ASSIGNMENT – What you return must be the lines from the first one below through the one containing "Note to the class: point at the billboard", exactly and with pictures excluded.

[Saved entries]
BEGIN

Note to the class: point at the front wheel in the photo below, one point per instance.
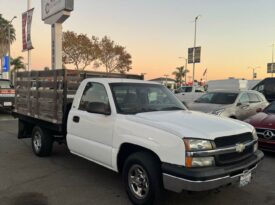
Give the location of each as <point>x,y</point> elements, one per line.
<point>142,179</point>
<point>42,142</point>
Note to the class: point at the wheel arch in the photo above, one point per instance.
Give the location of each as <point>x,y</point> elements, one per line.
<point>126,149</point>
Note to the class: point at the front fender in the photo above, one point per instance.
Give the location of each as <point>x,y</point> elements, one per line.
<point>168,147</point>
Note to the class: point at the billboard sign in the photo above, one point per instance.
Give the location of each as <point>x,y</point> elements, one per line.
<point>5,64</point>
<point>270,68</point>
<point>194,55</point>
<point>52,7</point>
<point>26,30</point>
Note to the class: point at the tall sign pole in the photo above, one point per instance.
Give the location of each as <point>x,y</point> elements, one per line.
<point>195,39</point>
<point>29,51</point>
<point>272,60</point>
<point>54,13</point>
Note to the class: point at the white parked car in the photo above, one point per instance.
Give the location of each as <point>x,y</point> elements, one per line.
<point>234,104</point>
<point>188,94</point>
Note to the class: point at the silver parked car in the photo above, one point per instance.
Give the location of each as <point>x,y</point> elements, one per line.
<point>239,105</point>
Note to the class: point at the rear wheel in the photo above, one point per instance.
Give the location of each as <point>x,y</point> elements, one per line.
<point>142,179</point>
<point>42,142</point>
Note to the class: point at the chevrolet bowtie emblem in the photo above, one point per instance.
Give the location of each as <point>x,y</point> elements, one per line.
<point>240,147</point>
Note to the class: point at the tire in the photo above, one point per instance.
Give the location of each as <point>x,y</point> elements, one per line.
<point>148,169</point>
<point>42,142</point>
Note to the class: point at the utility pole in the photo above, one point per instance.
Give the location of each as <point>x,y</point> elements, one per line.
<point>29,51</point>
<point>195,39</point>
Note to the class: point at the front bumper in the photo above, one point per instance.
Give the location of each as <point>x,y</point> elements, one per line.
<point>178,178</point>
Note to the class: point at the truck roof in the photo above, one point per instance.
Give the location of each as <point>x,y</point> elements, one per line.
<point>119,80</point>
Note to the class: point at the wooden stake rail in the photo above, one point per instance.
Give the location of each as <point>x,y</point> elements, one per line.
<point>43,94</point>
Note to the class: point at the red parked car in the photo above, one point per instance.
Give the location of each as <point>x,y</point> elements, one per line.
<point>264,122</point>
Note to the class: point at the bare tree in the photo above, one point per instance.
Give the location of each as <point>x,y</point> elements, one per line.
<point>114,57</point>
<point>79,50</point>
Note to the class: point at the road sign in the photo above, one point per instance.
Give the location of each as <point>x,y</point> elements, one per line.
<point>5,64</point>
<point>270,68</point>
<point>194,55</point>
<point>52,7</point>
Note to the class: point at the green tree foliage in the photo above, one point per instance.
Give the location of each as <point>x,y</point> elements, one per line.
<point>180,73</point>
<point>79,50</point>
<point>17,64</point>
<point>114,57</point>
<point>4,35</point>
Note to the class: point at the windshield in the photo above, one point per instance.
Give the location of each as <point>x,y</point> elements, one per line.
<point>218,98</point>
<point>133,98</point>
<point>5,84</point>
<point>270,108</point>
<point>186,89</point>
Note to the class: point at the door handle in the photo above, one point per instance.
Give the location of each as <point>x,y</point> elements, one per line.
<point>76,119</point>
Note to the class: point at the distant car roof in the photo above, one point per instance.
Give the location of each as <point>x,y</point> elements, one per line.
<point>120,80</point>
<point>225,91</point>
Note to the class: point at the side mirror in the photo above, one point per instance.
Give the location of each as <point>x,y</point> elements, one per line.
<point>259,110</point>
<point>99,108</point>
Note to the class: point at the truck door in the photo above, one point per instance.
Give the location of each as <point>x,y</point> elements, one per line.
<point>90,134</point>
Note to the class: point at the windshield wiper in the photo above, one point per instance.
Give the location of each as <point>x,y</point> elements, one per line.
<point>172,108</point>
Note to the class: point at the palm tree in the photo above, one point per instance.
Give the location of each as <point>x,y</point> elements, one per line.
<point>17,64</point>
<point>180,73</point>
<point>5,26</point>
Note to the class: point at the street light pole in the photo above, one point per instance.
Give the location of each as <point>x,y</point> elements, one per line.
<point>195,39</point>
<point>272,60</point>
<point>166,76</point>
<point>9,39</point>
<point>185,76</point>
<point>253,71</point>
<point>29,51</point>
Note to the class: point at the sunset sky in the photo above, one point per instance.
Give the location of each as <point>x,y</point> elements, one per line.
<point>233,34</point>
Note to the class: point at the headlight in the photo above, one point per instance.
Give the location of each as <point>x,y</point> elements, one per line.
<point>218,112</point>
<point>194,145</point>
<point>197,145</point>
<point>254,134</point>
<point>199,161</point>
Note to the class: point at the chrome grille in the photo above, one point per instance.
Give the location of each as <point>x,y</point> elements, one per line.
<point>230,158</point>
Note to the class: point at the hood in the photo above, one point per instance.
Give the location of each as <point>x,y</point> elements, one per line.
<point>262,120</point>
<point>206,107</point>
<point>191,124</point>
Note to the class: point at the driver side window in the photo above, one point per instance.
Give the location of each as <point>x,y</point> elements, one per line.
<point>244,99</point>
<point>93,92</point>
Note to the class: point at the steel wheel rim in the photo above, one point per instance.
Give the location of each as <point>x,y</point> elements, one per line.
<point>37,142</point>
<point>138,181</point>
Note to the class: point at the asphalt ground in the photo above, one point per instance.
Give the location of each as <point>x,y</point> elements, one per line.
<point>65,179</point>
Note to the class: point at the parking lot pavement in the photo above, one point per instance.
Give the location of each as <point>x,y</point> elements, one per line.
<point>67,179</point>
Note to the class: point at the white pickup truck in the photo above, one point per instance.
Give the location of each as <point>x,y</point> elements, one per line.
<point>140,129</point>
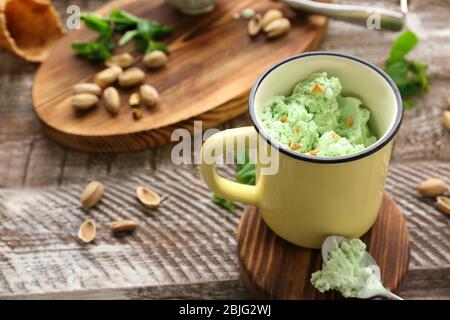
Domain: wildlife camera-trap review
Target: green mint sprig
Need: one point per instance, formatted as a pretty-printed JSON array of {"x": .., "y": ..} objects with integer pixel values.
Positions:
[
  {"x": 410, "y": 76},
  {"x": 144, "y": 32}
]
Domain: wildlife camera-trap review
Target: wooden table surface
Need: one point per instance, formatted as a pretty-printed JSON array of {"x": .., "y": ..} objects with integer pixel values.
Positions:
[{"x": 187, "y": 247}]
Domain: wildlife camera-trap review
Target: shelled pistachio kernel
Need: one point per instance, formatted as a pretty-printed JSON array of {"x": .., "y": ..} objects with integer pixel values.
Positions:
[
  {"x": 91, "y": 88},
  {"x": 148, "y": 197},
  {"x": 111, "y": 100},
  {"x": 137, "y": 113},
  {"x": 317, "y": 88},
  {"x": 108, "y": 76},
  {"x": 155, "y": 59},
  {"x": 122, "y": 226},
  {"x": 277, "y": 27},
  {"x": 131, "y": 77},
  {"x": 271, "y": 15},
  {"x": 149, "y": 95},
  {"x": 87, "y": 231},
  {"x": 443, "y": 203},
  {"x": 446, "y": 119},
  {"x": 122, "y": 60},
  {"x": 134, "y": 100},
  {"x": 83, "y": 101},
  {"x": 335, "y": 136},
  {"x": 248, "y": 13},
  {"x": 92, "y": 194},
  {"x": 432, "y": 187}
]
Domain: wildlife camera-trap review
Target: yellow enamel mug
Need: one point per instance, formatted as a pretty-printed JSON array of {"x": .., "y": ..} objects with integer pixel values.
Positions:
[{"x": 310, "y": 198}]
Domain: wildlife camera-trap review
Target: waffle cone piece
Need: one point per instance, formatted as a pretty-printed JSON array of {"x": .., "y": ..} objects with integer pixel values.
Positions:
[{"x": 29, "y": 28}]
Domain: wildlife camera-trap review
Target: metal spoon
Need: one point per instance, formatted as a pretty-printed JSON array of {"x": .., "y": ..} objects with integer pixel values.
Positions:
[
  {"x": 389, "y": 19},
  {"x": 374, "y": 287}
]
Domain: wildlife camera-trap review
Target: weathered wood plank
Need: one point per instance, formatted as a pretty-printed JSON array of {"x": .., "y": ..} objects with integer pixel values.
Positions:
[
  {"x": 187, "y": 240},
  {"x": 40, "y": 257}
]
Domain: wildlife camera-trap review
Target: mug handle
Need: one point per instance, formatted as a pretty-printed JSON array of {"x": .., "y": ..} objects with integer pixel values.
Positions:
[{"x": 228, "y": 189}]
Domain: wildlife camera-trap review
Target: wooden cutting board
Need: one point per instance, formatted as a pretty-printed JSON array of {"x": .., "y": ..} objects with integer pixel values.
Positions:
[
  {"x": 273, "y": 268},
  {"x": 212, "y": 66}
]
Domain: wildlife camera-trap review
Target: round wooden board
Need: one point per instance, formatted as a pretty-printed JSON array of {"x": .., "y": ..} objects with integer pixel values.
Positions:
[
  {"x": 273, "y": 268},
  {"x": 213, "y": 64}
]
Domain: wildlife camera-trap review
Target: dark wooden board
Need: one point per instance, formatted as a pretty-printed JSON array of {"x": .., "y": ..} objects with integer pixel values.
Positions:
[
  {"x": 212, "y": 66},
  {"x": 33, "y": 169},
  {"x": 274, "y": 268}
]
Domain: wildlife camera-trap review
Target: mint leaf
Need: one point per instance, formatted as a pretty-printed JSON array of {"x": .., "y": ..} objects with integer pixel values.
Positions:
[
  {"x": 127, "y": 37},
  {"x": 398, "y": 71},
  {"x": 245, "y": 174},
  {"x": 402, "y": 46},
  {"x": 144, "y": 32},
  {"x": 420, "y": 69},
  {"x": 410, "y": 76},
  {"x": 407, "y": 104},
  {"x": 225, "y": 203}
]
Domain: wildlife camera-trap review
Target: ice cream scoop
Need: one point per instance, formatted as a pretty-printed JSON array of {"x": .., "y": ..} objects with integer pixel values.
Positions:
[{"x": 373, "y": 286}]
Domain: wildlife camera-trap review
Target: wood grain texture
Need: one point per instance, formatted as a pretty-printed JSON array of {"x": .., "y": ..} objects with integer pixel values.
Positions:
[
  {"x": 32, "y": 165},
  {"x": 212, "y": 66},
  {"x": 273, "y": 268}
]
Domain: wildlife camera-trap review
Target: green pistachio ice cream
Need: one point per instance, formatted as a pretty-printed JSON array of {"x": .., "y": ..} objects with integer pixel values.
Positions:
[
  {"x": 317, "y": 120},
  {"x": 343, "y": 270}
]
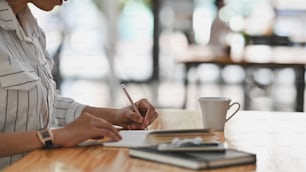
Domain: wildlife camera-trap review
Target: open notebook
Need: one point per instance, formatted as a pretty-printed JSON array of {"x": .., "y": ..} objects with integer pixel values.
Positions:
[{"x": 136, "y": 138}]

END

YOUR RESPONSE –
Note to the class: point at the front wheel in the photo below, one point per instance.
Give the location of each as <point>x,y</point> elements, one per line.
<point>142,179</point>
<point>42,142</point>
Note to the class: point at the wheel arch in the photo above, one point per instance.
Give the location of each as <point>x,y</point> elements, one per line.
<point>126,149</point>
Note to the class: point at the front fender in the photo above, one point per instance.
Give the location of each as <point>x,y</point> elements, one per line.
<point>168,147</point>
Note to the class: point at the billboard sign in the photo above, one point per instance.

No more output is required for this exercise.